**Exercise passage:**
○ ○ ○

Redesigning AI-Powered Image Generation Tools to Improve Outputs
How to improve the results of AI image generators
Recently OpenAI has set the internet on fire with its latest version of ImageGen. The images they’re generating are remarkable but the tool is pretty basic from a user perspective: you type in a prompt and get an image out.
To figure out how to improve how to improve this you need to understand the 3 key problems:
The Weaknesses w/ Natural Language Image Gen
1) Chat has inherent weaknesses
Pure text-based interfaces are pretty limiting in helping users describe complex requirements.
Take this image for example. Say I want to adjust the shape or make the red elements more vivid, how do I ask it to do this? What does vivid even mean in this case?
In the world of traditional photo editing, tools have been built out to give us greater, more granular control on the specific elements.
You’re able to select a specific part and then use a colour picker to play with different colours to get your desired result. This gives the user instant feedback vs waiting 20 seconds for a whole new image to be generated and the colour grid allows a user to understand what sort of change will happen before they make it.

○ ○ ○

**Data records:**
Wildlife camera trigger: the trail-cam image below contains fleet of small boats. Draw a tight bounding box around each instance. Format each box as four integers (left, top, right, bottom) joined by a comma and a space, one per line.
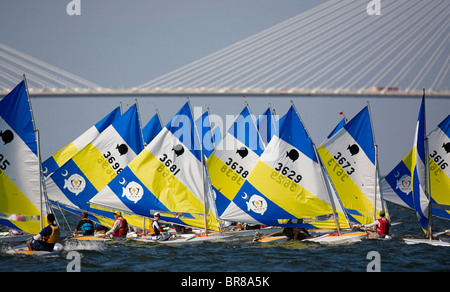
0, 80, 450, 255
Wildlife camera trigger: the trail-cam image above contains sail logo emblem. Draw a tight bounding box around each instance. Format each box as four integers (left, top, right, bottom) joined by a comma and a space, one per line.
396, 174, 412, 195
0, 130, 14, 145
122, 181, 144, 204
63, 170, 86, 196
246, 193, 267, 215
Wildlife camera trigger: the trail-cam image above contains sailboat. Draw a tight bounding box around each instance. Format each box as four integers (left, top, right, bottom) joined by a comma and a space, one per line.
221, 102, 365, 242
42, 107, 121, 177
47, 104, 143, 235
317, 105, 387, 241
404, 89, 450, 246
89, 101, 234, 243
0, 75, 62, 255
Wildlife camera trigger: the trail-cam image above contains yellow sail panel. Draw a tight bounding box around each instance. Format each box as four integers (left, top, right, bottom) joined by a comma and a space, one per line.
53, 142, 79, 167
0, 171, 41, 234
430, 157, 450, 218
317, 145, 374, 224
248, 160, 332, 218
129, 148, 218, 230
207, 152, 245, 201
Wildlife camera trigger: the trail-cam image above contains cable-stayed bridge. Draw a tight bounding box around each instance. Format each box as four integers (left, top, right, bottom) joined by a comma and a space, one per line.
0, 0, 450, 97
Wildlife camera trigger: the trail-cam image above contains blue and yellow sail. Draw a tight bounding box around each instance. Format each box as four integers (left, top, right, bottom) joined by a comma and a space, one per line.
42, 107, 120, 176
0, 81, 42, 234
428, 115, 450, 220
90, 102, 218, 230
221, 106, 346, 228
411, 96, 431, 235
317, 106, 384, 224
206, 105, 264, 216
47, 105, 143, 210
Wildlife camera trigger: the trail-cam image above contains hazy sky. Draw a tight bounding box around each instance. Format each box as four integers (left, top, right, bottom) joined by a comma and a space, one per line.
0, 0, 450, 174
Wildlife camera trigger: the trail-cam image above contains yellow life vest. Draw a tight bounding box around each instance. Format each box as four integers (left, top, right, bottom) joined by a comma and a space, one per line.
42, 225, 61, 244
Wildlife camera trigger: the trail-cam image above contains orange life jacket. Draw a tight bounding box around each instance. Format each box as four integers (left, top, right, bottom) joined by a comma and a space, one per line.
111, 218, 128, 237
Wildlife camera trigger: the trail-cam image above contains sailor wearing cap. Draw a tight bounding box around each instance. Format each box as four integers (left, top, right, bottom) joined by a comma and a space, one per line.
150, 212, 170, 241
361, 210, 391, 238
103, 211, 128, 238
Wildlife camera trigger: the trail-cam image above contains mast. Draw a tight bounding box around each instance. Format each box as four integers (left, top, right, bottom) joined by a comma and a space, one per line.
367, 101, 384, 221
187, 97, 208, 236
23, 74, 46, 229
423, 88, 432, 240
291, 100, 341, 235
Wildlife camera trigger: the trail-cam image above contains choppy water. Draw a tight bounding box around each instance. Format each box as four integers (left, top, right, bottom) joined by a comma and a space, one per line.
0, 204, 450, 274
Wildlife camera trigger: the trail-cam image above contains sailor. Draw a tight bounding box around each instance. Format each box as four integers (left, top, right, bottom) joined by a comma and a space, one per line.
150, 212, 170, 241
73, 211, 95, 236
102, 211, 128, 238
27, 213, 61, 251
361, 210, 391, 238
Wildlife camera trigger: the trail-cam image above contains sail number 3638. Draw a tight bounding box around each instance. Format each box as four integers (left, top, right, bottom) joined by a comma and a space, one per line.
0, 153, 11, 173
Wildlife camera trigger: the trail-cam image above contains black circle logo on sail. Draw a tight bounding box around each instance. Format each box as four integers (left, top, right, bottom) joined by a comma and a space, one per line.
286, 149, 300, 162
172, 144, 184, 157
0, 130, 14, 145
442, 142, 450, 154
347, 144, 359, 156
116, 144, 128, 156
236, 147, 248, 159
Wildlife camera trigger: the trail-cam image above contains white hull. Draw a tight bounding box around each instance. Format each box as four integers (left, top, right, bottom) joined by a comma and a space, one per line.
222, 227, 283, 237
404, 238, 450, 246
0, 232, 32, 242
304, 232, 367, 244
133, 234, 236, 244
257, 235, 289, 243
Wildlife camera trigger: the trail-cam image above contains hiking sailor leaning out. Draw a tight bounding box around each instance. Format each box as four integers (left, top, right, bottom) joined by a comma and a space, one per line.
150, 212, 170, 241
361, 210, 391, 238
102, 211, 128, 238
27, 213, 60, 251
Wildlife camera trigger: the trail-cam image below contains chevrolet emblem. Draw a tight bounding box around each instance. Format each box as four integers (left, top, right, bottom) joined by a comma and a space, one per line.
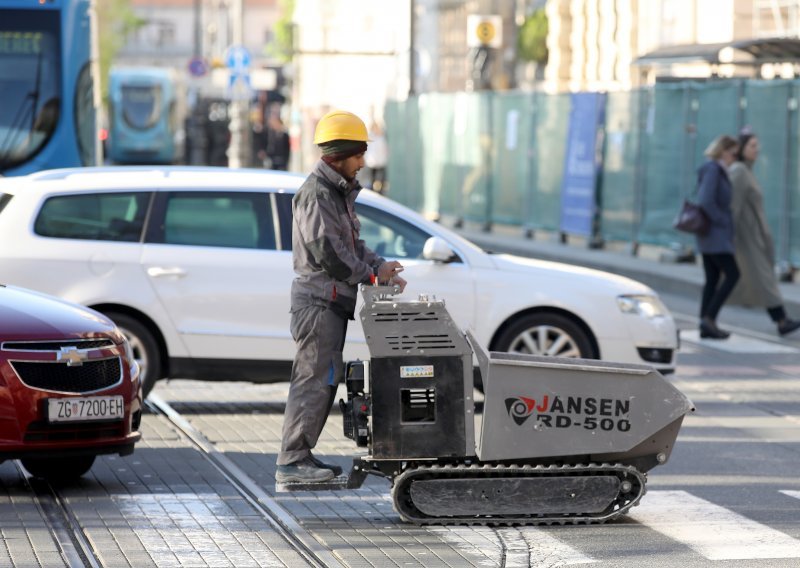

○ ○ ○

**Task objective:**
Answer from the text on AI image generators:
(a) What does a user do to get an image out of OpenAI's tool?
(b) How many key problems does the text say you need to understand?
(c) How long does a user wait for a whole new image to be generated?

**Answer:**
(a) The user types in a prompt.
(b) Three.
(c) 20 seconds.